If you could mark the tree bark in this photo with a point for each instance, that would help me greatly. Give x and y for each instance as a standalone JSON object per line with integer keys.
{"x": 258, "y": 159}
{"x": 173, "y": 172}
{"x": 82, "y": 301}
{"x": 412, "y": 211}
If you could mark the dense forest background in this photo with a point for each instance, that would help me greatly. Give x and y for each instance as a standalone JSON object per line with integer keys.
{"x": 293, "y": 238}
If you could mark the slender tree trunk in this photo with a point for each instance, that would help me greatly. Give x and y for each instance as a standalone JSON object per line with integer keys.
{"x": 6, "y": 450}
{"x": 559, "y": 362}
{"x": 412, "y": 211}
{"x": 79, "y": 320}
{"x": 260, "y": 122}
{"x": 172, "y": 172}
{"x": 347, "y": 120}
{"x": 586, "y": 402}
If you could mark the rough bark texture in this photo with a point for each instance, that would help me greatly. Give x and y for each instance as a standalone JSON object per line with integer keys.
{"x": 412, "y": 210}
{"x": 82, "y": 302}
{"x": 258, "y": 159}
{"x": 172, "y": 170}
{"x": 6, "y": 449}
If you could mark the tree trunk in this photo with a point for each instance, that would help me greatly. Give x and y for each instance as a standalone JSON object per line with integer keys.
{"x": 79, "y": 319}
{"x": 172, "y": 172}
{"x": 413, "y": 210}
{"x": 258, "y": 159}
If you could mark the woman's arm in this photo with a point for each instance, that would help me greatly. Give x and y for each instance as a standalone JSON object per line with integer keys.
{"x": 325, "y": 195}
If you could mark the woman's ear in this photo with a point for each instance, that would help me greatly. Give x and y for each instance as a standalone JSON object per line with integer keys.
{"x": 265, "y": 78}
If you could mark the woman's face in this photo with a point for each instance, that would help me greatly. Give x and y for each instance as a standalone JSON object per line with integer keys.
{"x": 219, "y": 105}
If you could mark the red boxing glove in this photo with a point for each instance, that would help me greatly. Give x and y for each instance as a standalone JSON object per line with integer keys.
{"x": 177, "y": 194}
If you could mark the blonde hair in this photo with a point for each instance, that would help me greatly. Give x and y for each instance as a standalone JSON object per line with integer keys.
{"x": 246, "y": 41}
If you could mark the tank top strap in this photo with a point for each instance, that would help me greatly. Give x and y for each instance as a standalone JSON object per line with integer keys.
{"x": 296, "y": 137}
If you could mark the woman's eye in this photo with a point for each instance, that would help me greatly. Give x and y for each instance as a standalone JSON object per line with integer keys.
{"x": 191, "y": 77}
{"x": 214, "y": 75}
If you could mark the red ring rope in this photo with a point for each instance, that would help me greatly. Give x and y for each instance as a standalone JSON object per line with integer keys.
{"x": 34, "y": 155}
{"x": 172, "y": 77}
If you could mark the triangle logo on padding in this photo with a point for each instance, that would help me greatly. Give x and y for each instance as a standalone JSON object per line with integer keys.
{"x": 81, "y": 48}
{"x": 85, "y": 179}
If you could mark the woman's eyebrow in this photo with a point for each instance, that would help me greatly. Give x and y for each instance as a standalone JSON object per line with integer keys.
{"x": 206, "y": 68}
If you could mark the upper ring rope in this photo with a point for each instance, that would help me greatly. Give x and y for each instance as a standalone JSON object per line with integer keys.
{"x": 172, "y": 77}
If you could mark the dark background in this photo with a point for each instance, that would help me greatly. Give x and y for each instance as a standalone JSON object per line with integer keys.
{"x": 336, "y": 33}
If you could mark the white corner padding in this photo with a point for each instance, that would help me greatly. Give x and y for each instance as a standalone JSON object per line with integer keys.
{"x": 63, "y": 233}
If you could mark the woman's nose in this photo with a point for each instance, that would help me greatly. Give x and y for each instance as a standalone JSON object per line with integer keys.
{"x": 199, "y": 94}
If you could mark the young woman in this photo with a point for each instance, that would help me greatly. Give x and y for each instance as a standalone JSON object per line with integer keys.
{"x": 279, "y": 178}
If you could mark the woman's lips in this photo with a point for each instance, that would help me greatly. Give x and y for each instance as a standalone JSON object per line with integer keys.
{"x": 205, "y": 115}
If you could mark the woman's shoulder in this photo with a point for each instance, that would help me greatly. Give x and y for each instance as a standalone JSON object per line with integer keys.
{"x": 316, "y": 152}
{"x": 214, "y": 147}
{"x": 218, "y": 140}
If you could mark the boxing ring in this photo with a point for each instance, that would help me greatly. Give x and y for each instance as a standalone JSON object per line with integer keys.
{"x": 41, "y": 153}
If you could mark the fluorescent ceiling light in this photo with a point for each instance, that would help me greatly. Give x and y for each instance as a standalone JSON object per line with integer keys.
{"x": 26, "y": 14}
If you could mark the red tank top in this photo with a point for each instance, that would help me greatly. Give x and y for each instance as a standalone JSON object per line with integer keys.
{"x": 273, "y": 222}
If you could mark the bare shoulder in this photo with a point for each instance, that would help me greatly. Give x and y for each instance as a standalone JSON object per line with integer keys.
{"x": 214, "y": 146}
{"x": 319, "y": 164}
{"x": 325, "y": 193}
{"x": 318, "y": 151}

___

### TASK PROMPT
Rewrite everything from the line containing "If you could mark the bare" down to the end of the records, keeping the request lines as they are and adding 122 to every x and y coordinate in the answers.

### EXERCISE RESULT
If you could mark the bare shoulder in this photo with a point for each instance, that would help me greatly. Give x and y for each instance as a standalone JSON object per line with integer keys.
{"x": 336, "y": 268}
{"x": 441, "y": 286}
{"x": 447, "y": 315}
{"x": 440, "y": 273}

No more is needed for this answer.